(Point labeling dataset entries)
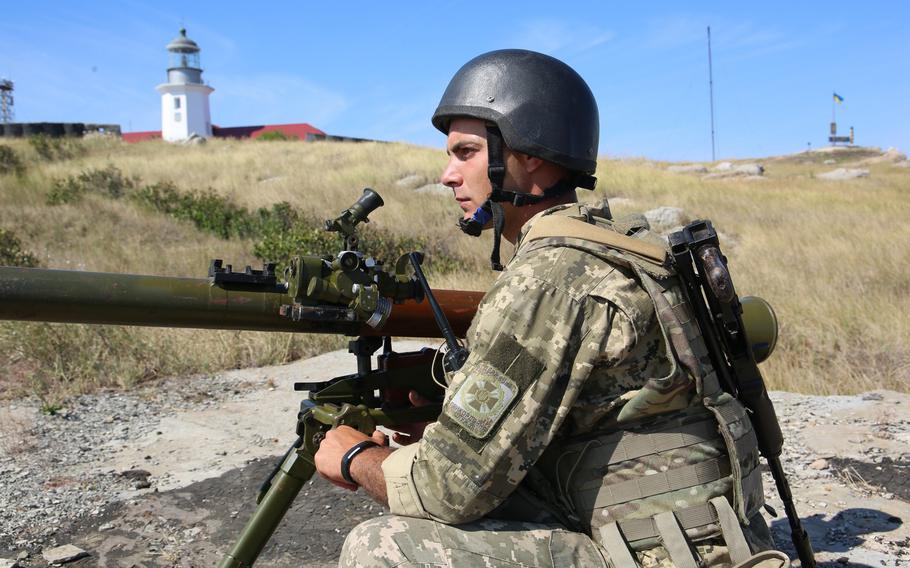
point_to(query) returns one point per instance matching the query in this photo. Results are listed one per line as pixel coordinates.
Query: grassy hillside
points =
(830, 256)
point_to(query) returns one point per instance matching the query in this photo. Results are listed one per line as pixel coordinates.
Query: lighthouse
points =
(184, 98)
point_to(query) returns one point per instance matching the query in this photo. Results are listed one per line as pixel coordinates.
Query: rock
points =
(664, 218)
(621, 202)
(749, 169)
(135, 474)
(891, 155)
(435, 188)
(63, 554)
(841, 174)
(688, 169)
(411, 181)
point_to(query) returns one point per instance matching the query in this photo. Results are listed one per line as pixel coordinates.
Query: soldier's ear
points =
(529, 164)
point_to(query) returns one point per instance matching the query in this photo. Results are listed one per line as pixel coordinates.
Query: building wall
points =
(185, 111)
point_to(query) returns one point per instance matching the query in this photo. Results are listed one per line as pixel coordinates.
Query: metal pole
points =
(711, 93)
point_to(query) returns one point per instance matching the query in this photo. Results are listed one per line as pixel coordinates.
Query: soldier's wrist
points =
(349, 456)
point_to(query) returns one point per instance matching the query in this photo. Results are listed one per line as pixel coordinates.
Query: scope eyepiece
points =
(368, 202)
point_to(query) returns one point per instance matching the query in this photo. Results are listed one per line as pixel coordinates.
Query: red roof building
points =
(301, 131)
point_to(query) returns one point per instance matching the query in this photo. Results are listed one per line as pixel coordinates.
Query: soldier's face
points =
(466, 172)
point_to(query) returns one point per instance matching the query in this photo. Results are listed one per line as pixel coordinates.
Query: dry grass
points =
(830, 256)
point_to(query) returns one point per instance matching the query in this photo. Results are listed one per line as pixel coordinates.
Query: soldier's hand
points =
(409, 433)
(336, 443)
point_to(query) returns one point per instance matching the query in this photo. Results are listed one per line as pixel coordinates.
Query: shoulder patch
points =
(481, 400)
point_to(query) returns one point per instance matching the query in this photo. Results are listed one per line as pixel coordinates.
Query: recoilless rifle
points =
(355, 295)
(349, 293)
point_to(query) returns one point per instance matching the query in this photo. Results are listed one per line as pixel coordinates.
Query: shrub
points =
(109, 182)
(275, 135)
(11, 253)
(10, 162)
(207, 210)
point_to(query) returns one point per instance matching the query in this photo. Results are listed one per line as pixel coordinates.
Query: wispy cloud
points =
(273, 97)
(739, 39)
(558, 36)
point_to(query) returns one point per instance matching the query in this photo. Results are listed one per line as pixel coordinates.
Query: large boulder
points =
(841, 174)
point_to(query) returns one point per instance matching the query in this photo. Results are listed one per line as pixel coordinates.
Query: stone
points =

* * *

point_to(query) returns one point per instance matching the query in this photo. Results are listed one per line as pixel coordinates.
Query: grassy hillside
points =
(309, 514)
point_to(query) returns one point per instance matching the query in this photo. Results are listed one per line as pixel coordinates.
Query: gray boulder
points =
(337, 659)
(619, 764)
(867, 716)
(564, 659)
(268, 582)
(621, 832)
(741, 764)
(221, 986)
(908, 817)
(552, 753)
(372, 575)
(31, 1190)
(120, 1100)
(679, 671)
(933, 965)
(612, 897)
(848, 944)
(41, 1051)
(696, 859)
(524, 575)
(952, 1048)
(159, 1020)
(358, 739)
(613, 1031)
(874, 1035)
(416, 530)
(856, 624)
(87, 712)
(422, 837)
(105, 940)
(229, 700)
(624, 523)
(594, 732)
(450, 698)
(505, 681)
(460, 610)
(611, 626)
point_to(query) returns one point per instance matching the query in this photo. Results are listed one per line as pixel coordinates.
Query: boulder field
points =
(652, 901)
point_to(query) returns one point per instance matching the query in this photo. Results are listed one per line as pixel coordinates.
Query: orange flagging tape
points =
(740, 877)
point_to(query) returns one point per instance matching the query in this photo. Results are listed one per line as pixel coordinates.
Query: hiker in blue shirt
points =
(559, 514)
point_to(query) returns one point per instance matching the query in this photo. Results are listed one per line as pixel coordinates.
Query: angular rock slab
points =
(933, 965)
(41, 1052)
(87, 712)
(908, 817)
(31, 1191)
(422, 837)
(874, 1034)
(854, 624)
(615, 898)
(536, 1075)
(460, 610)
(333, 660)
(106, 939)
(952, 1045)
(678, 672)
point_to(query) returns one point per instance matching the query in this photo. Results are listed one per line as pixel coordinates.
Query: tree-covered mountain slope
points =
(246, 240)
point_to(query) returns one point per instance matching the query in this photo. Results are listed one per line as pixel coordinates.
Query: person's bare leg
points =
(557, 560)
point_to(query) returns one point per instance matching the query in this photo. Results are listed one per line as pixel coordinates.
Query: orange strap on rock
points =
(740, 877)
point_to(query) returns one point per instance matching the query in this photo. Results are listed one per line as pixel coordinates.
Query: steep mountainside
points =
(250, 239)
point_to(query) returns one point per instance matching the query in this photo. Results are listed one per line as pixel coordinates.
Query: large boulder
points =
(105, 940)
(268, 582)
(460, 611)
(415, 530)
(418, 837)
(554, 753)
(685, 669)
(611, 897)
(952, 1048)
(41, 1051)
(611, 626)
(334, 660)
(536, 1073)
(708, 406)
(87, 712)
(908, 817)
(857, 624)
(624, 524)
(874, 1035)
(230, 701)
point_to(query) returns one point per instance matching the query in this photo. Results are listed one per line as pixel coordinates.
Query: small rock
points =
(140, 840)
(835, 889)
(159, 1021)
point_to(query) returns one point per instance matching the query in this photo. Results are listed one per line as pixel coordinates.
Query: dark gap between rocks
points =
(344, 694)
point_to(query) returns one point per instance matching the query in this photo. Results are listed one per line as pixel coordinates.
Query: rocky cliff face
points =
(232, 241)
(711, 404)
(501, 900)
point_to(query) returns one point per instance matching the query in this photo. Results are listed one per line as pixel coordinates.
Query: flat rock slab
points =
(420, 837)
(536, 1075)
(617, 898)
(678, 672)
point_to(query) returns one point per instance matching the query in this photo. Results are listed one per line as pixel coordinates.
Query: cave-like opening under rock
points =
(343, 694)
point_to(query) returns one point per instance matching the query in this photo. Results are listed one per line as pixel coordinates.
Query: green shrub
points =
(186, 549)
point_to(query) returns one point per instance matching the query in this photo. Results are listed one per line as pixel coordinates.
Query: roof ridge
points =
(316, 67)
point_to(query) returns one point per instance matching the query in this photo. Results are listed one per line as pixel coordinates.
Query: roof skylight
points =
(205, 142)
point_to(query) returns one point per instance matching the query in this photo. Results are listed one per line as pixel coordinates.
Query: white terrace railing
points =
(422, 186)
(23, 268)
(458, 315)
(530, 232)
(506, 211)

Given instruction: Count the lines in the entries above that contain the string "roof", treating case as significant, and give only the number.

Complete response: 3